▶ [DIRECTIONS FOR THIS TASK]: Could you repeat the lines below with "Put a pin on" substituted by "Place a marker on" everywhere, leaving everything else unchanged?

[Begin]

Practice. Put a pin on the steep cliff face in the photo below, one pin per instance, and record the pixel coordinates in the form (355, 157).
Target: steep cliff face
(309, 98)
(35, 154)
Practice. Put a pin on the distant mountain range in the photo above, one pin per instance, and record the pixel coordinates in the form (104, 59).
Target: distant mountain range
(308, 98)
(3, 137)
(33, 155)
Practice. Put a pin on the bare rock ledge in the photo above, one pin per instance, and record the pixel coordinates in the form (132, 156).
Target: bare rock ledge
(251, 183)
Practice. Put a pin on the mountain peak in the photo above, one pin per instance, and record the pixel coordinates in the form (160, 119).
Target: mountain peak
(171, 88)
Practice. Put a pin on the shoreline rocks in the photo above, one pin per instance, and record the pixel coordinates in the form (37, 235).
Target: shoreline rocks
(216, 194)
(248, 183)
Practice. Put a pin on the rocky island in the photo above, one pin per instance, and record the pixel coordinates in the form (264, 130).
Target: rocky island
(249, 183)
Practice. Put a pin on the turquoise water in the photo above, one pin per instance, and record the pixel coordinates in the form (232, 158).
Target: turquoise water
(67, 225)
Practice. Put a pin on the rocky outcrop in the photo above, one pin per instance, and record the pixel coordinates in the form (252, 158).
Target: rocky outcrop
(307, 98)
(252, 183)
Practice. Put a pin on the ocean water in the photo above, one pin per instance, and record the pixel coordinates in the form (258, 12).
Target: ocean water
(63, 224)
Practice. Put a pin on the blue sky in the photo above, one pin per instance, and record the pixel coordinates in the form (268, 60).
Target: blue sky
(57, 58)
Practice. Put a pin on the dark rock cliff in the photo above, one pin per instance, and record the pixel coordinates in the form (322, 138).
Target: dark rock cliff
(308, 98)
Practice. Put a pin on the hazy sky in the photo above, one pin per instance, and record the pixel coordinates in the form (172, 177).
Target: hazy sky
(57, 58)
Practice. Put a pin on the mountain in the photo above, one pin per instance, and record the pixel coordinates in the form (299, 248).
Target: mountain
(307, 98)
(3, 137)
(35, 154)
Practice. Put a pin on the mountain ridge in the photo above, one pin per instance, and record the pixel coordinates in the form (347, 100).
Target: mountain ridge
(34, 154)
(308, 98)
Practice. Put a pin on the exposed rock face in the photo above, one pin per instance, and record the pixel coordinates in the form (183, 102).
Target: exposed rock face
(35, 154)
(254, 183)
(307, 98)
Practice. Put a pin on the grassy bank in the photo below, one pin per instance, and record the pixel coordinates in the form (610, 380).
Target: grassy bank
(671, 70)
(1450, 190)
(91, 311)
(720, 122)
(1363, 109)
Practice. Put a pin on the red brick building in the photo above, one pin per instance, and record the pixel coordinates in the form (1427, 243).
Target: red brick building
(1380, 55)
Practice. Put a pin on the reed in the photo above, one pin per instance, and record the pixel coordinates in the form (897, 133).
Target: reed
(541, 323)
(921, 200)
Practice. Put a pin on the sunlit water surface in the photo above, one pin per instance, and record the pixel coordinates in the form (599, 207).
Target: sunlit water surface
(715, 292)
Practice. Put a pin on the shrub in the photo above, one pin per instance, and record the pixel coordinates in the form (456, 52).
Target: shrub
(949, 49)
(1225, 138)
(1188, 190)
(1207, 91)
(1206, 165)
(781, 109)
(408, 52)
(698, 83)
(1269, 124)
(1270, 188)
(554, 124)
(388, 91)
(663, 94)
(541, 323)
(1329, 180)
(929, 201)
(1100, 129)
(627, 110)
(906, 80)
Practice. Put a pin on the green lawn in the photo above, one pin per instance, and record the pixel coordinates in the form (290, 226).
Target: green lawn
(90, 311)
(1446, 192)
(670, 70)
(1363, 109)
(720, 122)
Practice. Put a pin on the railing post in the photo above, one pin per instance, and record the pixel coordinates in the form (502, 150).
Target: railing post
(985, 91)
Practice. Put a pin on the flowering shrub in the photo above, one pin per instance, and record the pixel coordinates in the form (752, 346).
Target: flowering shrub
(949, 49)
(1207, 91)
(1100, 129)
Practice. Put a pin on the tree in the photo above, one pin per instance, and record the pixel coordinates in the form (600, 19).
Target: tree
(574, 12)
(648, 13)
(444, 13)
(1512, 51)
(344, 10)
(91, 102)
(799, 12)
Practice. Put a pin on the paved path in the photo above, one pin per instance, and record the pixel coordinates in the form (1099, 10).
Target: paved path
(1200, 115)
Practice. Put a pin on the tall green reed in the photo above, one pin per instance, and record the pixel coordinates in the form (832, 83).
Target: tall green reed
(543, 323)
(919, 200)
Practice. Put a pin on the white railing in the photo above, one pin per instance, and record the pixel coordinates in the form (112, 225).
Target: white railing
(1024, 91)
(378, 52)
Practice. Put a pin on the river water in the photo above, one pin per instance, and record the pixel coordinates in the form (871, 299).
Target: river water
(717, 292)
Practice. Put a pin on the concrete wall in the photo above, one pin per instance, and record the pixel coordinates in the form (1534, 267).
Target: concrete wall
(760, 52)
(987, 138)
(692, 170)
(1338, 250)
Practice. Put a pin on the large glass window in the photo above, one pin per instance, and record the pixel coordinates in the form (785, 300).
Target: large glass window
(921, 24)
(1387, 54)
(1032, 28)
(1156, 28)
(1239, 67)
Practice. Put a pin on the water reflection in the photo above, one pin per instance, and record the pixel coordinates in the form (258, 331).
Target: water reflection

[End]

▶ [EXPECTED OUTPUT]:
Practice. Place a marker on the steep cliff face in the photo below, one pin per instance, and record the pixel coordinates in the form (355, 157).
Target: steep cliff face
(309, 98)
(35, 154)
Practice. Place a marker on the distant mountain range in the photo above, one pin per instance, and record the pixel coordinates in the form (104, 59).
Target: distant mountain range
(308, 98)
(3, 137)
(33, 155)
Practice. Place a marker on the bare rock ledge in the photo above, one pin per instance, and record the pixel coordinates in the form (132, 156).
Target: bare rock ledge
(251, 183)
Practice. Place a marker on the mountain peak in the photo above, one pin per instance, and record the pixel coordinates in the form (160, 119).
Target: mountain peak
(171, 88)
Practice. Place a marker on the shoreline rocks in the photo above, one pin per instance, and record the pixel coordinates in the form (37, 235).
Target: shoreline rocks
(216, 194)
(248, 183)
Practice. Place a marker on the rocky island in the photo above, one pin per instance, and record the pixel coordinates in the form (264, 130).
Target: rocky island
(249, 183)
Practice. Place a marker on the turquoise water in the photo above, one pin per instance, and record the pixel coordinates in the form (232, 158).
Target: turquoise water
(67, 225)
Practice. Place a marker on the rocky outcrop in the photo above, one pin per instance, and record the pixel coordinates in the form (252, 158).
Target: rocky outcrop
(307, 98)
(252, 183)
Practice. Place a marker on the ocean water in the photo above, one pin per instance, and record the pixel coordinates in the form (258, 12).
Target: ocean water
(63, 224)
Practice. Place a marker on the blue sky in the photo above, one pin per instance, and record the pixel coordinates in the form (268, 60).
Target: blue sky
(57, 58)
Practice. Place a marker on the dark rock cliff in the photo above, one pin per instance, and record the pixel coordinates in the form (322, 138).
Target: dark rock cliff
(308, 98)
Practice. Place a marker on the hazy sky in the photo above, one pin per instance, and record the pixel coordinates in the form (172, 177).
Target: hazy sky
(57, 58)
Practice. Place a marker on the mountain in the photo above, one pin per instance, and record the pixel coordinates in the form (299, 248).
Target: mountain
(307, 98)
(3, 137)
(35, 154)
Practice. Place a marker on the mountain ridge in the photo above, one pin per instance, and record the pixel coordinates in the form (347, 100).
Target: mountain ridge
(34, 154)
(308, 98)
Practice. Place a marker on the exposed rock face in the photo above, one pin per instance, and record the pixel coordinates in the form (183, 102).
Target: exposed rock face
(35, 154)
(254, 183)
(307, 98)
Practice. Place a marker on the grassy bank in the photo below, one pin per instance, and record the pixel coordinates in the form (610, 380).
Target: grassy bank
(671, 70)
(1450, 190)
(91, 311)
(720, 122)
(1363, 109)
Practice. Place a marker on the red brick building in the photo above, one pin per instance, and record the pixel coordinates in the form (1427, 243).
Target: red brick building
(1380, 55)
Practice. Place a marker on the reed in the photo above, one pin per instance, and record the pixel coordinates in the form (897, 133).
Target: reed
(541, 323)
(921, 200)
Practice. Place a marker on the sunlit water surface in the photo above, one pin per instance, and record the pixel coordinates in the form (599, 207).
Target: sunlit water surface
(715, 292)
Practice. Place a marker on the shrub in the photo above, one pin per instance, and record the pixel coordinates in the form (456, 52).
Target: shrub
(949, 49)
(1225, 138)
(1188, 190)
(1207, 91)
(1206, 165)
(781, 109)
(408, 52)
(698, 83)
(1269, 124)
(1270, 188)
(554, 124)
(388, 91)
(663, 94)
(541, 323)
(1329, 180)
(929, 201)
(1100, 129)
(627, 110)
(906, 80)
Practice. Place a marker on the green lawn in the photo above, one pin per instance, and record the pixel coordinates in the form (290, 226).
Target: green lawn
(90, 311)
(1446, 192)
(670, 70)
(1363, 109)
(720, 122)
Practice. Place a marker on the railing post in the photo above, one pin per instance, and record the pixel coordinates in the form (502, 150).
Target: railing post
(985, 91)
Practice. Place a marker on the flowering shrub in the photo above, one pin per instance, and record the pixel coordinates in the form (752, 346).
Target: flowering shrub
(949, 49)
(1207, 91)
(1100, 129)
Practice. Place a marker on the tree in the photo above, one pin per instance, and record the pixel coordinates in the form (600, 19).
Target: tree
(574, 12)
(648, 13)
(444, 13)
(1512, 51)
(344, 10)
(91, 102)
(799, 12)
Practice. Place a marker on the paved path in the photo above, one pin per instance, and record the pixel coordinates in the form (1099, 10).
Target: paved path
(1200, 115)
Practice. Place a marker on the tall green reed in the photo above, one pin per instance, and record the pixel coordinates in the form (832, 83).
Target: tall green reed
(543, 323)
(919, 200)
Practice. Place a marker on the white railing in the photo above, one pin per instance, and record the pixel coordinates in the form (112, 225).
Target: white railing
(1024, 91)
(378, 52)
Practice. Place a marker on the river water in the photo above, one pin per instance, and record the pixel coordinates in the form (871, 299).
Target: river water
(717, 292)
Practice. Place a marker on the concrete wall in the photo above, one pin per instance, and record the pixel coordinates in the form (1534, 267).
Target: concrete wall
(760, 52)
(987, 138)
(692, 170)
(1338, 250)
Practice. Place a marker on the large glass window in the photo above, one pin per instance, and record the pixel coordinates in the form (785, 300).
Target: large glass window
(921, 24)
(1387, 54)
(1032, 28)
(1156, 28)
(1239, 67)
Practice. Place a marker on the water reflection in the photo above, one pin per instance, and record the pixel coordinates in the form (258, 331).
Target: water reflection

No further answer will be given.